**Aim:** Go through the listing and set it down exactly, leaving out its pictures.

**Data supplied:**

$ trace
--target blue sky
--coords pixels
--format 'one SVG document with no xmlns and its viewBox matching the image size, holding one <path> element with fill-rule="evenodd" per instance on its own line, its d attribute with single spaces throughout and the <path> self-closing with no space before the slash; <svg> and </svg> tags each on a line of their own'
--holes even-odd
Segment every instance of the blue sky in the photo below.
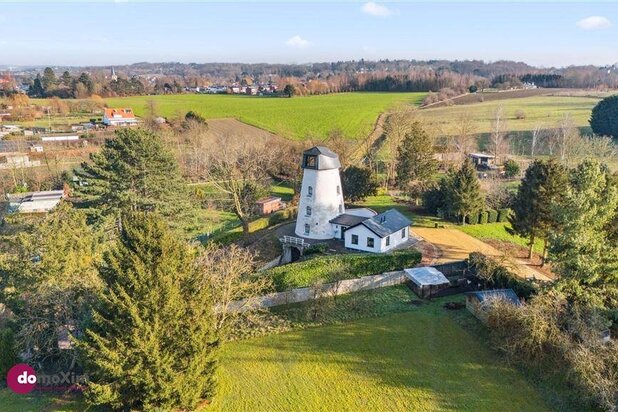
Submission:
<svg viewBox="0 0 618 412">
<path fill-rule="evenodd" d="M 0 65 L 360 58 L 612 64 L 618 4 L 0 0 Z"/>
</svg>

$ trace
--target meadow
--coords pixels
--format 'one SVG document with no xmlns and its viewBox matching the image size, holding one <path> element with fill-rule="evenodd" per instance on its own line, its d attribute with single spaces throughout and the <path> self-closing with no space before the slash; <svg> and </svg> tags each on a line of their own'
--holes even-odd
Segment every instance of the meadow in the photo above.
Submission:
<svg viewBox="0 0 618 412">
<path fill-rule="evenodd" d="M 232 117 L 291 139 L 323 140 L 341 129 L 350 139 L 363 139 L 380 113 L 398 105 L 418 105 L 425 93 L 337 93 L 276 98 L 238 95 L 181 94 L 105 99 L 110 107 L 132 107 L 138 116 L 149 101 L 165 117 L 195 111 L 206 119 Z"/>
<path fill-rule="evenodd" d="M 444 134 L 455 133 L 464 116 L 472 119 L 475 133 L 489 133 L 496 108 L 501 106 L 508 131 L 529 131 L 537 125 L 553 128 L 568 114 L 573 124 L 586 132 L 589 131 L 590 112 L 599 100 L 580 96 L 534 96 L 427 108 L 419 110 L 418 116 Z M 520 117 L 523 114 L 524 118 L 518 119 L 517 112 L 521 112 Z"/>
<path fill-rule="evenodd" d="M 416 299 L 395 288 L 402 303 Z M 462 297 L 230 343 L 205 411 L 549 410 L 522 375 L 442 308 L 452 300 Z"/>
</svg>

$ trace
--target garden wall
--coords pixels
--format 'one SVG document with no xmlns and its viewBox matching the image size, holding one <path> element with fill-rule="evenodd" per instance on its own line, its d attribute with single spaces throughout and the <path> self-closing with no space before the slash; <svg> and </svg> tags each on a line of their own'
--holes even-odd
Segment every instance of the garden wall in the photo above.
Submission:
<svg viewBox="0 0 618 412">
<path fill-rule="evenodd" d="M 339 282 L 325 283 L 316 287 L 296 288 L 285 292 L 269 293 L 248 300 L 233 302 L 229 306 L 231 312 L 245 311 L 256 308 L 269 308 L 289 303 L 305 302 L 327 296 L 337 296 L 346 293 L 371 290 L 386 286 L 399 285 L 406 281 L 403 271 L 386 272 L 380 275 L 363 276 L 355 279 L 345 279 Z"/>
</svg>

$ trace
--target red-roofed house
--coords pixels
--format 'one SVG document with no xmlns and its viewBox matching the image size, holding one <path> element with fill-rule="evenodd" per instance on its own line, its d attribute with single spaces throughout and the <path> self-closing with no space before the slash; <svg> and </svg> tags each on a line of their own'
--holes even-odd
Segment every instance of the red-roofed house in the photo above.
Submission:
<svg viewBox="0 0 618 412">
<path fill-rule="evenodd" d="M 133 109 L 105 109 L 103 124 L 107 126 L 132 126 L 137 124 Z"/>
</svg>

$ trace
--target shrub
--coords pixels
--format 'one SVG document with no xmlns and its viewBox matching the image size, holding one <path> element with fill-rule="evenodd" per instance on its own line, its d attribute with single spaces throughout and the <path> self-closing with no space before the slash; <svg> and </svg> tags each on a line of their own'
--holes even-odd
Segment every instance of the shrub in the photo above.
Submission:
<svg viewBox="0 0 618 412">
<path fill-rule="evenodd" d="M 511 209 L 498 209 L 498 222 L 508 222 L 509 216 L 511 216 Z"/>
<path fill-rule="evenodd" d="M 487 223 L 496 223 L 498 221 L 498 211 L 489 209 L 487 211 Z"/>
<path fill-rule="evenodd" d="M 316 281 L 334 282 L 376 275 L 417 265 L 421 254 L 416 250 L 386 254 L 354 253 L 315 256 L 307 260 L 264 271 L 278 291 L 306 287 Z"/>
<path fill-rule="evenodd" d="M 487 212 L 481 212 L 479 213 L 479 223 L 481 225 L 484 225 L 487 223 L 487 219 L 488 219 L 488 214 Z"/>
<path fill-rule="evenodd" d="M 517 163 L 515 160 L 513 159 L 507 159 L 504 162 L 504 176 L 505 177 L 515 177 L 517 175 L 519 175 L 520 172 L 520 167 L 519 167 L 519 163 Z"/>
<path fill-rule="evenodd" d="M 314 243 L 305 249 L 305 256 L 328 252 L 328 243 Z"/>
<path fill-rule="evenodd" d="M 534 284 L 521 280 L 505 266 L 482 253 L 470 253 L 468 265 L 484 288 L 513 289 L 517 296 L 526 299 L 529 299 L 536 293 L 536 286 Z"/>
<path fill-rule="evenodd" d="M 467 216 L 466 223 L 469 225 L 477 225 L 479 223 L 479 214 L 473 213 L 472 215 Z"/>
</svg>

**Answer to the problem:**
$ trace
--target blue sky
--coords pixels
--format 'one SVG document with no xmlns and its viewBox matching the image size, holding one <path> element with fill-rule="evenodd" per instance on its own line, its d attribute with single spaces throughout and the <path> self-closing with no space before the slash; <svg> and </svg> tags each on a line of their own'
--holes even-odd
Segment every instance of the blue sky in the photo below.
Submission:
<svg viewBox="0 0 618 412">
<path fill-rule="evenodd" d="M 0 65 L 360 58 L 612 64 L 618 4 L 0 0 Z"/>
</svg>

$ trace
--target meadow
--coords pixels
--format 'one SVG document with no xmlns and its viewBox matching the image size, holding one <path> element with fill-rule="evenodd" per instance on its own line, its d attribute with single spaces throughout and the <path> self-closing with no space before the slash; <svg> and </svg> tags each on a line of their own'
--holes even-odd
Segment every instance of the meadow in the photo above.
Submission:
<svg viewBox="0 0 618 412">
<path fill-rule="evenodd" d="M 232 117 L 291 139 L 323 140 L 341 129 L 350 139 L 363 139 L 380 113 L 398 105 L 418 105 L 425 93 L 337 93 L 276 98 L 238 95 L 181 94 L 105 99 L 110 107 L 132 107 L 138 116 L 149 101 L 165 117 L 195 111 L 206 119 Z"/>
<path fill-rule="evenodd" d="M 444 134 L 455 133 L 464 116 L 472 119 L 475 133 L 489 133 L 496 108 L 501 106 L 508 131 L 529 131 L 537 125 L 553 128 L 568 114 L 573 124 L 586 132 L 589 131 L 590 112 L 599 100 L 580 96 L 534 96 L 427 108 L 419 110 L 418 116 Z M 520 117 L 523 114 L 524 118 L 518 119 L 517 112 L 521 112 Z"/>
<path fill-rule="evenodd" d="M 416 299 L 395 288 L 402 303 Z M 462 297 L 230 343 L 205 411 L 549 410 L 522 375 L 442 308 L 452 300 Z"/>
</svg>

$ trace
--target garden wall
--coords pixels
--format 'one SVG document with no xmlns and its viewBox matching the image size, holding one <path> element with fill-rule="evenodd" per instance on its own line, its d attribute with single spaces throughout and the <path> self-closing with no space before the slash; <svg> and </svg> tags each on a line of their own'
--holes even-odd
Segment every instance of the garden wall in the photo above.
Submission:
<svg viewBox="0 0 618 412">
<path fill-rule="evenodd" d="M 339 282 L 325 283 L 316 287 L 296 288 L 285 292 L 269 293 L 248 300 L 233 302 L 229 306 L 231 312 L 245 311 L 256 308 L 269 308 L 289 303 L 305 302 L 327 296 L 337 296 L 346 293 L 371 290 L 386 286 L 399 285 L 406 281 L 403 271 L 386 272 L 380 275 L 363 276 L 355 279 L 345 279 Z"/>
</svg>

$ trace
--target red-roofed house
--coords pixels
--format 'one SVG document with no xmlns and its viewBox matching the image size, holding one <path> element with fill-rule="evenodd" per instance on its own line, its d attribute with single spaces throughout and the <path> self-closing with no space before the slash; <svg> and </svg> tags each on a line of their own'
--holes even-odd
Segment every instance of the red-roofed house in the photo above.
Submission:
<svg viewBox="0 0 618 412">
<path fill-rule="evenodd" d="M 133 109 L 105 109 L 103 124 L 107 126 L 132 126 L 137 124 Z"/>
</svg>

$ trace
--target shrub
--coords pixels
--format 'one SVG document with no xmlns and its viewBox matching the image size, holding one <path> element with fill-rule="evenodd" per instance on its own line, its d attribute with single spaces throughout and the <path> self-closing with no space before the slash; <svg> and </svg> tags each on a line of their own'
--holes even-odd
Segment every instance of the shrub in the photo above.
Submission:
<svg viewBox="0 0 618 412">
<path fill-rule="evenodd" d="M 511 209 L 498 209 L 498 222 L 508 222 L 509 216 L 511 216 Z"/>
<path fill-rule="evenodd" d="M 487 223 L 496 223 L 498 221 L 498 211 L 489 209 L 487 211 Z"/>
<path fill-rule="evenodd" d="M 316 281 L 334 282 L 376 275 L 417 265 L 421 254 L 416 250 L 386 254 L 354 253 L 315 256 L 307 260 L 264 271 L 278 291 L 306 287 Z"/>
<path fill-rule="evenodd" d="M 487 212 L 481 212 L 479 213 L 479 223 L 481 225 L 484 225 L 487 223 L 487 219 L 488 219 L 488 214 Z"/>
<path fill-rule="evenodd" d="M 517 163 L 515 160 L 513 159 L 507 159 L 504 162 L 504 176 L 505 177 L 515 177 L 517 175 L 519 175 L 520 172 L 520 167 L 519 167 L 519 163 Z"/>
<path fill-rule="evenodd" d="M 314 243 L 305 249 L 305 256 L 328 252 L 328 243 Z"/>
<path fill-rule="evenodd" d="M 534 284 L 521 280 L 505 266 L 482 253 L 470 253 L 468 265 L 484 288 L 513 289 L 517 296 L 526 299 L 529 299 L 536 293 L 536 286 Z"/>
<path fill-rule="evenodd" d="M 467 216 L 466 223 L 469 225 L 477 225 L 479 223 L 479 214 L 473 213 L 472 215 Z"/>
</svg>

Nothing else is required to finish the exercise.